== Goal ==
Copy every one of the records below word for word, without any alteration.

== Data ==
Start
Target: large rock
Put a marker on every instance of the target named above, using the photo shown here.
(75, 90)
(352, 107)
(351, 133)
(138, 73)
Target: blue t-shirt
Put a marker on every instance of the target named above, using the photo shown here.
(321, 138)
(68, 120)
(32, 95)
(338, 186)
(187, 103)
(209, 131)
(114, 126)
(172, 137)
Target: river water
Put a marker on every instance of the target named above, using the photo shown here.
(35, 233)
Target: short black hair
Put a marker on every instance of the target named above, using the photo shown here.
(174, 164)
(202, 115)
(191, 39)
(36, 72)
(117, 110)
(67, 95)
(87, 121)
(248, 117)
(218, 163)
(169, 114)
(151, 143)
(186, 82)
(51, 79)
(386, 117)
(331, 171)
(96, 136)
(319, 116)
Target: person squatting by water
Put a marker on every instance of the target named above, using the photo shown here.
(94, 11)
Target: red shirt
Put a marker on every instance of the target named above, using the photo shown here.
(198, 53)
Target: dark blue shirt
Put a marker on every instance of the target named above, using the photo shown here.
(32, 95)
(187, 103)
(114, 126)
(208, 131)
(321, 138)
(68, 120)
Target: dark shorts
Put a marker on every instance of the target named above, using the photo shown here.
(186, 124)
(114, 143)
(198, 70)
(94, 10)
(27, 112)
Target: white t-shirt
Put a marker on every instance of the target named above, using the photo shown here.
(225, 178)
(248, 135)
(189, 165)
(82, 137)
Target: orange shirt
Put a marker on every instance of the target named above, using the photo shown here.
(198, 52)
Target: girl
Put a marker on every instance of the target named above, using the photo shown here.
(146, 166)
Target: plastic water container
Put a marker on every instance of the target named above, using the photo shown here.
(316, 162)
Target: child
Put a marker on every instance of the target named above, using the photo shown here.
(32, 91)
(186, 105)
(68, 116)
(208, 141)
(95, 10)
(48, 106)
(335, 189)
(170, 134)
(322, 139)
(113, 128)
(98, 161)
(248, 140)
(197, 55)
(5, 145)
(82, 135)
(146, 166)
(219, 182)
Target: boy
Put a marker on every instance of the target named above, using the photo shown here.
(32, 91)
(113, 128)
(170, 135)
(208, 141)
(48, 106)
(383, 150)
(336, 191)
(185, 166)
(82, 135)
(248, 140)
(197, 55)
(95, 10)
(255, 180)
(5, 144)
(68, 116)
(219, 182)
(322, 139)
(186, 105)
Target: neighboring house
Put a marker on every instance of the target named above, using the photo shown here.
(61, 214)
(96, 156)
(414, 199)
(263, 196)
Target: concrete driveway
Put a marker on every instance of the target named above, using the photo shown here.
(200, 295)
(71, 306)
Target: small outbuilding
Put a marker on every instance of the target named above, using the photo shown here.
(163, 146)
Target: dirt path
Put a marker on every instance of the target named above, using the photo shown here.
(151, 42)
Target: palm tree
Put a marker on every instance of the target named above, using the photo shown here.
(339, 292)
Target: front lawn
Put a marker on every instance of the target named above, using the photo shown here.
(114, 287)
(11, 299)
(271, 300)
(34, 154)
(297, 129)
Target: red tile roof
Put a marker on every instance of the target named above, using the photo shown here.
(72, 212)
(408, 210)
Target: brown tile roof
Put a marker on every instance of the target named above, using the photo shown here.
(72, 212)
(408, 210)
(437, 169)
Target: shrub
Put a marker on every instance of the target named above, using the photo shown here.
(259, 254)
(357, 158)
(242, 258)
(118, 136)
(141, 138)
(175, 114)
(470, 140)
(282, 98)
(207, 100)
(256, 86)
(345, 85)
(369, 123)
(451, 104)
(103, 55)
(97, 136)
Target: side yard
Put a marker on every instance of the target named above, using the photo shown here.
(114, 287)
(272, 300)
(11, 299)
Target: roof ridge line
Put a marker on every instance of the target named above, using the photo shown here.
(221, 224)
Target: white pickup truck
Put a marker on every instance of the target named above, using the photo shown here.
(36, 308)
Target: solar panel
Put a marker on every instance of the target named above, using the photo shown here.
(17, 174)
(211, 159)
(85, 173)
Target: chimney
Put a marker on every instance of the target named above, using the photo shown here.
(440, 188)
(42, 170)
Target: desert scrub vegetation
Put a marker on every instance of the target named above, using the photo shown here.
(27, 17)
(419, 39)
End
== Written response ==
Target: large rock
Put a marker on every instance of the target named above, using the photo shown here.
(75, 90)
(352, 107)
(351, 133)
(138, 73)
Target: blue t-shirt
Put a marker on every instance of the target named above, using the photo shown here.
(321, 138)
(68, 120)
(32, 95)
(338, 186)
(187, 103)
(209, 131)
(114, 126)
(172, 137)
Target: river water
Put a marker on every instance of the target named above, using the photo shown here.
(35, 233)
Target: short black hair
Put a marker on every instance of the target named above, using the photo shown here.
(174, 164)
(202, 115)
(191, 39)
(36, 72)
(117, 110)
(67, 95)
(87, 121)
(248, 117)
(218, 163)
(169, 114)
(151, 143)
(186, 82)
(51, 79)
(386, 117)
(331, 171)
(96, 136)
(319, 116)
Target: person squatting by water
Put a marker on every instance of the target named above, using the photo shown here.
(94, 11)
Target: red shirt
Put a marker on every instance of the target named above, using the photo shown here.
(198, 53)
Target: dark blue shirt
Put a marker on every instance of the target named above, using the photo shown here.
(32, 95)
(187, 103)
(114, 126)
(208, 131)
(321, 138)
(68, 120)
Target: dark shorts
Put a marker on every instance of the target named above, using the photo shown here.
(186, 124)
(114, 143)
(198, 70)
(94, 10)
(27, 112)
Target: white t-shirt
Put a marker on every instance of the target named above, using the photo shown here.
(225, 178)
(248, 135)
(189, 165)
(82, 137)
Target: orange shirt
Put a marker on every instance of the target named above, using the photo shown here.
(198, 52)
Target: girl
Put a marker on every instance of the target named above, using the photo shown here.
(146, 166)
Target: plastic water container
Put a marker on every instance of the target named above, using the photo shown here.
(316, 162)
Target: child
Put a marker on every instance of the target named above, using the photo shown here.
(32, 91)
(186, 105)
(68, 116)
(208, 141)
(95, 10)
(48, 106)
(335, 189)
(170, 134)
(322, 139)
(113, 128)
(98, 161)
(248, 140)
(197, 55)
(5, 145)
(82, 135)
(146, 166)
(219, 182)
Target: boy
Put a marker on every instance of the target named above, using the photo shown here.
(32, 91)
(113, 128)
(170, 135)
(208, 141)
(48, 106)
(383, 150)
(336, 191)
(185, 166)
(82, 135)
(248, 140)
(197, 55)
(95, 10)
(255, 180)
(5, 144)
(68, 116)
(219, 182)
(322, 139)
(186, 105)
Target: neighboring house
Put a marker on every instance of the target named above, using the photo shown here.
(61, 214)
(96, 156)
(414, 199)
(263, 196)
Target: concrete driveway
Put a marker on every instance of the target named above, using the photo shown here.
(200, 295)
(71, 306)
Target: small outbuilding
Put a marker on every instance of the target named above, using the photo shown here.
(163, 146)
Target: dirt path
Put a marker on every instance of the target named above, using the photo shown here.
(151, 42)
Target: palm tree
Put a marker on every instance of the target named above, using the photo shown here.
(339, 292)
Target: front lawn
Put a marker on every instance of the target named above, using the photo shown here.
(114, 287)
(11, 299)
(271, 300)
(34, 154)
(297, 129)
Target: red tile roof
Put a marker on every instance of the target named above, using the photo shown here.
(72, 212)
(408, 210)
Target: brown tile roof
Put a marker on every instance of the target named above, using the photo shown here.
(72, 212)
(408, 210)
(437, 169)
Target: shrub
Put a marker on every instance of the target named above, using the photo shown here.
(259, 254)
(357, 158)
(242, 258)
(118, 136)
(141, 138)
(175, 114)
(470, 140)
(282, 98)
(207, 100)
(256, 86)
(345, 85)
(369, 123)
(451, 104)
(103, 55)
(97, 136)
Target: side yard
Put a marker on every instance of the target named above, using the photo shown here.
(114, 287)
(272, 300)
(11, 299)
Target: roof ridge line
Put a marker on every instance of the target named above, using the photo shown here.
(221, 224)
Target: white pickup truck
Put a marker on every instance of the target named above, using the photo shown here.
(36, 308)
Target: solar panel
Put a marker on every instance of the target named above, using the photo shown here.
(17, 174)
(211, 159)
(85, 173)
Target: chimney
Put a marker on every instance of the target named above, using the photo shown here.
(440, 188)
(42, 170)
Target: desert scrub vegetation
Put a marker on every instance of the target named above, using the photo shown here.
(27, 17)
(419, 39)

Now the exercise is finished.